**ESTRATTO:**
Quanta invece fu, dicono, la possanza di Eracle, il padre mio, audace consiglio, cuor di leone

Iliade, Libro V

Il mito

La mitologia greca narra che Eracle fosse nato da una relazione amorosa tra Zeus e Alcmena, una bellissima fanciulla di cui il signore dell’Olimpo si era innamorato. Alcmena, tuttavia, non era una donna qualsiasi, ella era figlia del re di Micene Elettrione e aveva contratto matrimonio con il re di Tirinto Anfitrione1. Alcmena aveva anche fama di essere una moglie fedele e Zeus, pur di possederla, aveva assunto le sembianze del marito. Così Eracle, frutto di questo inganno amoroso, era nato semidio; destinato purtroppo alla caducità, in quanto sì generato da Zeus, ma figlio d’una donna mortale.

Non tardò il momento in cui Era, moglie di Zeus, scoprì l’ennesima relazione illegittima del marito. La dea, furente, si ripromise di cancellare dal volto della Terra il frutto inverecondo di quel tradimento. Prima di tutto, Era ostacolò la nascita di Eracle, ritardandone il parto e in tal modo impedendogli di divenire il successore del re di Tirinto. Al suo posto fu proclamato un altro bambino, chiamato Euristeo, giacché era venuto alla luce prima di lui. Eracle non poteva saperlo, ma un destino di fatiche e sofferenza lo attendeva .

Zeus, impietositosi per quell’inerme neonato, a cui egli stesso aveva dato la vita con impudenza, tentò di proteggerlo amorevolmente. Il dio ordinò a Hermes, mentre Era dormiva, di farle avvicinare al seno l’infante con astuzia e accortezza: il latte della dea conferì a Eracle l’invincibilità. Inoltre, quand’ella si risvegliò, una goccia del liquido cadde, dando origine alla Via Lattea. Tale è la ragione del nome Eracle, “gloria di Era”, e del perché uno dei suoi attributi presso le popolazione italiche fosse Invictus.

**VOCI ELENCATE:**
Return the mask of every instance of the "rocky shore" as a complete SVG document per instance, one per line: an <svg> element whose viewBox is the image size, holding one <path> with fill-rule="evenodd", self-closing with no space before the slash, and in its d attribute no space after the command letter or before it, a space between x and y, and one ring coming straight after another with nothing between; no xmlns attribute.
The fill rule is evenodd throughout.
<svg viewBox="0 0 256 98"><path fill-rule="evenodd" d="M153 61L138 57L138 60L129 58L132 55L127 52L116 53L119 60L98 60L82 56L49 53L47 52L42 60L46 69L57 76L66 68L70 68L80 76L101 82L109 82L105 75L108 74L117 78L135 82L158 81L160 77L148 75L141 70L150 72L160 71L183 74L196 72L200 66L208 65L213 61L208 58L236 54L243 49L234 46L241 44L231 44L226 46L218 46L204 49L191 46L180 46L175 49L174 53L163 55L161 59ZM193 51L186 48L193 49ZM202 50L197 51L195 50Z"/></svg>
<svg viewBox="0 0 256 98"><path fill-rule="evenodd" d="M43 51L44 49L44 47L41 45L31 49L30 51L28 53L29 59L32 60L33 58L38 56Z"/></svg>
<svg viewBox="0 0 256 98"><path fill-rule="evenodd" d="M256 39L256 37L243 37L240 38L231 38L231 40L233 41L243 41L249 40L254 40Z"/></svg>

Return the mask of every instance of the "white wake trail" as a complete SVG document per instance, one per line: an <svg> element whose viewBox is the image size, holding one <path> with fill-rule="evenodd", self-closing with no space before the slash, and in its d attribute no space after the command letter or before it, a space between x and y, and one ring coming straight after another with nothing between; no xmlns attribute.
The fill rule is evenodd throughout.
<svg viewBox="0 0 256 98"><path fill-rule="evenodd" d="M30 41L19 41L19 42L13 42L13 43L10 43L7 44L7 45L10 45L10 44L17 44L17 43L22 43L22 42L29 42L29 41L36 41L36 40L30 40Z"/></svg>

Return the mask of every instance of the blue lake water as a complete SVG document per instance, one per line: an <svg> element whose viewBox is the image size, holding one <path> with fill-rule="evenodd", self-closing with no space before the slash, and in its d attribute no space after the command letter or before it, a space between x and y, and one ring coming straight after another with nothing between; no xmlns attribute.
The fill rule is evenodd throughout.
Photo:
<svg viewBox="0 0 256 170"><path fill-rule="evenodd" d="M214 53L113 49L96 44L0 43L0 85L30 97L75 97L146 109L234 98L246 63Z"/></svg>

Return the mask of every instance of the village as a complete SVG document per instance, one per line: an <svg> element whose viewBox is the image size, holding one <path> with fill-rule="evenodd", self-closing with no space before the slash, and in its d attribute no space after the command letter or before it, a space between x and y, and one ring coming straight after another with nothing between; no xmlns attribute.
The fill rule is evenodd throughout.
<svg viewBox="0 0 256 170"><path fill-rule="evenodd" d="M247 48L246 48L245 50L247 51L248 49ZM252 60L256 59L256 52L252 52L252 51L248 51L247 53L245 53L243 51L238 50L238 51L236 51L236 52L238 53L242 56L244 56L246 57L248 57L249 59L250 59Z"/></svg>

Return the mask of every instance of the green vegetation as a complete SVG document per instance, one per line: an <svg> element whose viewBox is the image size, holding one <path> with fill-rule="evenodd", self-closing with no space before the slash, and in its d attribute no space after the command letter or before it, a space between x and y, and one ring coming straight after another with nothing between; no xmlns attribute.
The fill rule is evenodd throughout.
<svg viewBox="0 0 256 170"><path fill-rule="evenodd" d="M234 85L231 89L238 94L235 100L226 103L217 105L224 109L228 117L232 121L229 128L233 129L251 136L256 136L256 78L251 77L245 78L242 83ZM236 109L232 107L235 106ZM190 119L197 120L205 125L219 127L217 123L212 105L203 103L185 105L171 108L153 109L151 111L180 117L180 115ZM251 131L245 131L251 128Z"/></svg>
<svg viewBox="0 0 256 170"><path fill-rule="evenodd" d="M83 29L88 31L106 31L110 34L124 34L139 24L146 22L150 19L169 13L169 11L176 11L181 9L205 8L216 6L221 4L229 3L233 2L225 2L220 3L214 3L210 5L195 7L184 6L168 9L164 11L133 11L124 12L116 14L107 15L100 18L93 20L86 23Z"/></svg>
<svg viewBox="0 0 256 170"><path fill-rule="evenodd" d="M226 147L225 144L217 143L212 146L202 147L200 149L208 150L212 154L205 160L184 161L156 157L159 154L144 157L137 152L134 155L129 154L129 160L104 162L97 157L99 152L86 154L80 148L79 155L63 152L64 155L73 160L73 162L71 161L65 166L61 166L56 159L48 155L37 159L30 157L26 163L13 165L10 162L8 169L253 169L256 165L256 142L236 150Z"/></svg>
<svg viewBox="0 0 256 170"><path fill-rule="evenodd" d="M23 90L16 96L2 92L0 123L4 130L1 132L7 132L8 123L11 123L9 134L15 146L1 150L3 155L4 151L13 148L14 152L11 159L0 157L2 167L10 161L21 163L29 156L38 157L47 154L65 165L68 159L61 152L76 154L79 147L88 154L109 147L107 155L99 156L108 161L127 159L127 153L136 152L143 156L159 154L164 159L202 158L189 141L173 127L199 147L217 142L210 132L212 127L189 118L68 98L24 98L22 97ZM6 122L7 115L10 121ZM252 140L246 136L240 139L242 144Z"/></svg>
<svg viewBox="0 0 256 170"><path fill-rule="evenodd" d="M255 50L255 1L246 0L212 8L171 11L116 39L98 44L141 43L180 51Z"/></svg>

**ESERCIZI DA SVOLGERE:**
1. Riscrivi in forma più breve il paragrafo del mito di Eracle che inizia con "Non tardò il momento", conservandone i fatti principali.
2. Copia le voci dall'inizio fino alla riga che contiene "39L256 37L243 37L240", compresa.

**RISPOSTE PER ESERCIZIO:**
1. Era, moglie di Zeus, scoprì presto il nuovo tradimento del marito e, furente, giurò di cancellare dalla Terra il frutto di quella relazione. Per prima cosa ritardò la nascita di Eracle, impedendogli così di succedere al re di Tirinto. Al suo posto fu proclamato Euristeo, nato prima di lui. Eracle non poteva saperlo, ma lo attendeva un destino di fatiche e sofferenza.

2.
Return the mask of every instance of the "rocky shore" as a complete SVG document per instance, one per line: an <svg> element whose viewBox is the image size, holding one <path> with fill-rule="evenodd", self-closing with no space before the slash, and in its d attribute no space after the command letter or before it, a space between x and y, and one ring coming straight after another with nothing between; no xmlns attribute.
The fill rule is evenodd throughout.
<svg viewBox="0 0 256 98"><path fill-rule="evenodd" d="M153 61L138 57L138 60L129 58L132 55L127 52L116 53L119 60L98 60L82 56L49 53L47 52L42 60L46 69L57 76L66 68L70 68L80 76L101 82L109 82L105 75L108 74L117 78L135 82L158 81L160 77L148 75L141 70L150 72L160 71L183 74L196 72L200 66L208 65L213 61L208 58L236 54L243 49L234 46L241 44L231 44L226 46L218 46L204 49L191 46L180 46L175 49L174 53L163 55L161 59ZM193 51L186 48L193 49ZM202 50L197 51L195 50Z"/></svg>
<svg viewBox="0 0 256 98"><path fill-rule="evenodd" d="M43 51L44 49L44 47L41 45L31 49L30 51L28 53L29 59L32 60L33 58L38 56Z"/></svg>
<svg viewBox="0 0 256 98"><path fill-rule="evenodd" d="M256 39L256 37L243 37L240 38L231 38L231 40L233 41L243 41L249 40L254 40Z"/></svg>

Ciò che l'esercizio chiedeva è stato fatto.